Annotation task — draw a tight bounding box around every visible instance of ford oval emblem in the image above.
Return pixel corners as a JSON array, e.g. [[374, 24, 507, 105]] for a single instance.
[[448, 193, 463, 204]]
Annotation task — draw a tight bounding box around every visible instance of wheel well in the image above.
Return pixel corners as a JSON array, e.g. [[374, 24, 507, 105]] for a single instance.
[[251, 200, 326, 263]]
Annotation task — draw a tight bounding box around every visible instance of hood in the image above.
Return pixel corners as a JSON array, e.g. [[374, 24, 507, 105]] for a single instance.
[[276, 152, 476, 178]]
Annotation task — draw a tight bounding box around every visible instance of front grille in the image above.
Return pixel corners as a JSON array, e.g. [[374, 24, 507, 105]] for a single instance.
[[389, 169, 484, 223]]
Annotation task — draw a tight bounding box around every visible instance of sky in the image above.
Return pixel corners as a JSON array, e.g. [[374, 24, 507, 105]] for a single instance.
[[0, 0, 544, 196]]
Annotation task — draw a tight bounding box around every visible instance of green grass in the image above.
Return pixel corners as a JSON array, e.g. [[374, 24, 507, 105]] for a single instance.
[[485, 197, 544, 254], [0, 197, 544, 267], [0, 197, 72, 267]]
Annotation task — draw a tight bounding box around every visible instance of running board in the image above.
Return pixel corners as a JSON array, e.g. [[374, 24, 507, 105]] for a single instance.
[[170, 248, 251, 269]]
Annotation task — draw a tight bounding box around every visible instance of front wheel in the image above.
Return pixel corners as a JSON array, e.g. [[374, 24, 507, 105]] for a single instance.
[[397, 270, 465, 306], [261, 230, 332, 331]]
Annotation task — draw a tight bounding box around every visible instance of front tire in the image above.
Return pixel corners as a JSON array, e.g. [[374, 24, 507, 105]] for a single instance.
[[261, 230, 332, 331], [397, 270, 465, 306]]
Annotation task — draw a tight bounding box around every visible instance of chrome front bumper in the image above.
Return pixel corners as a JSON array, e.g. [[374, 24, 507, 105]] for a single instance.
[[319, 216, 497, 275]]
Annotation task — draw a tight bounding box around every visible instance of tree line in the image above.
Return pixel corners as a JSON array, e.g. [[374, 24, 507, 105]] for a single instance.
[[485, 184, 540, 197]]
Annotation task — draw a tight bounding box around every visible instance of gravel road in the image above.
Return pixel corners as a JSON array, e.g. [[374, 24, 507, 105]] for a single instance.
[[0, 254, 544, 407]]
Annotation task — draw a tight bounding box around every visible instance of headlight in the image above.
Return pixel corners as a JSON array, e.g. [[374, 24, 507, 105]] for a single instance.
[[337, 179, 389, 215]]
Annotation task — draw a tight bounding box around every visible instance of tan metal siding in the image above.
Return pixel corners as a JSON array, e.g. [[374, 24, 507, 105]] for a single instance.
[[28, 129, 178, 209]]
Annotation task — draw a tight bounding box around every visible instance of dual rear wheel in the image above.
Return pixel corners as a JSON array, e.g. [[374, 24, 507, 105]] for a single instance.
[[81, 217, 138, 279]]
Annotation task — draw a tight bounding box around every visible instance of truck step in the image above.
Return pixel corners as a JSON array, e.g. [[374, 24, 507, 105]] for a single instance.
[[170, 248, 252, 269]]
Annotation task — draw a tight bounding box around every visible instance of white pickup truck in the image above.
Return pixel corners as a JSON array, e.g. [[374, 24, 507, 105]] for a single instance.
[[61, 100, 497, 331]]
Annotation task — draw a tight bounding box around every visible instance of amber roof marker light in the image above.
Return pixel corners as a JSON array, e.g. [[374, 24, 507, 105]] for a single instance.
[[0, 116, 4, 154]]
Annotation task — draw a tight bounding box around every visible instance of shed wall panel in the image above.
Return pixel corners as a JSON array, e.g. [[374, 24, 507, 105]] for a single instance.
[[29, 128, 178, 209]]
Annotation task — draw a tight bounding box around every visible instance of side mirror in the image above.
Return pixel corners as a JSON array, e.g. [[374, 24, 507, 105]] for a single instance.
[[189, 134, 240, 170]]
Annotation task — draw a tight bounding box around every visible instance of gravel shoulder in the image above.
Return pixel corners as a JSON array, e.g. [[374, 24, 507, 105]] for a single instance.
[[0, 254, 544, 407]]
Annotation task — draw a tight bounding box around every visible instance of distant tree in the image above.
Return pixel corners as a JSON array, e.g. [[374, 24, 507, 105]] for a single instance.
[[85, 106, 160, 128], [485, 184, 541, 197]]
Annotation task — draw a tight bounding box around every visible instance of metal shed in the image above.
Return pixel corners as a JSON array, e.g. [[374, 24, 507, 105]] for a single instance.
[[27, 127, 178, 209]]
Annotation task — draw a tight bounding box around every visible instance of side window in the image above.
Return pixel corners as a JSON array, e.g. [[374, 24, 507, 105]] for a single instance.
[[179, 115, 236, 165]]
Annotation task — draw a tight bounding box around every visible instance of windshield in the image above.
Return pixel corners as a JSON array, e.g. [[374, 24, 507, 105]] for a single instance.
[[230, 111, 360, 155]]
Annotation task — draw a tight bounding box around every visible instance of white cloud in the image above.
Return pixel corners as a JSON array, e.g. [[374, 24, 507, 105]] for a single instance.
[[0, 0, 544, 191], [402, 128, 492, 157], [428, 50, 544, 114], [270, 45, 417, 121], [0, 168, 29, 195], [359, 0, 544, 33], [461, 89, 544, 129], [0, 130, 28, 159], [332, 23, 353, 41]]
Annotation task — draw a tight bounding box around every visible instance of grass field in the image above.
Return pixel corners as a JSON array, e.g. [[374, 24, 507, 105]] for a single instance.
* * *
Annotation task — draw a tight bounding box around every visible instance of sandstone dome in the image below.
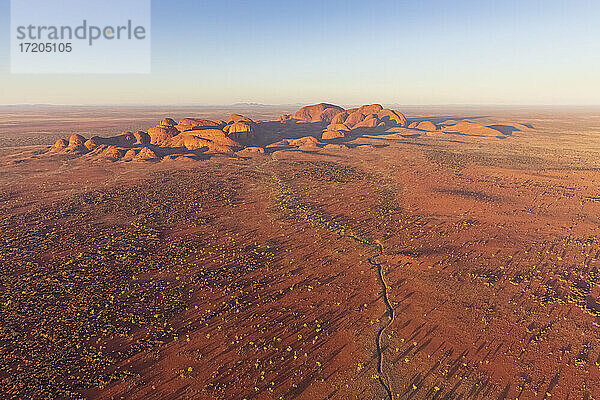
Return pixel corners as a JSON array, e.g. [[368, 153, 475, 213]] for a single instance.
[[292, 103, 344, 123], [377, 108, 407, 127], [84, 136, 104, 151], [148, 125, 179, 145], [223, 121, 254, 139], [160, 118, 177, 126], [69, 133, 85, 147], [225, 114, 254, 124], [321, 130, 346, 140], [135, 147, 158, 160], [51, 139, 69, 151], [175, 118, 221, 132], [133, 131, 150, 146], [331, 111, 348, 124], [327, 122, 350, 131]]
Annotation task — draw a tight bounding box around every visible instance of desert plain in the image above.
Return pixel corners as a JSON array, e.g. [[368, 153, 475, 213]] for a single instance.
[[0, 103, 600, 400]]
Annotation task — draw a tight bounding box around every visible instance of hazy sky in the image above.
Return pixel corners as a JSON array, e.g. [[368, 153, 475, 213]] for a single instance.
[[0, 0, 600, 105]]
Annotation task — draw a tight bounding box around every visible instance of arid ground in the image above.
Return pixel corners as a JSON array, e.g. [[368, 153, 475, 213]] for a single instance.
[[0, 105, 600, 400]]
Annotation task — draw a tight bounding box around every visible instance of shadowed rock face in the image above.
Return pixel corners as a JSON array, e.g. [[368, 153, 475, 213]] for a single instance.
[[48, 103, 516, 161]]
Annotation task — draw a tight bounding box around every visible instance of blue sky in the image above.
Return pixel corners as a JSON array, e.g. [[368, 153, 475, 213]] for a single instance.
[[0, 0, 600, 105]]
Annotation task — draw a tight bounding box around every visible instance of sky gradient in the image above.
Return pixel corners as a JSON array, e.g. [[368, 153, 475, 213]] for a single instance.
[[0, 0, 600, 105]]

Aim >> Copy out the rows from the line containing "emblem in the image above." through the line containing "[[448, 193, 463, 204]]", word for word.

Output for this exercise >>
Annotation task — draw a tight bounding box around every visible instance of ford oval emblem in the image above.
Return pixel corners as a JSON array, e.g. [[374, 24, 507, 105]] for a single instance.
[[448, 193, 463, 204]]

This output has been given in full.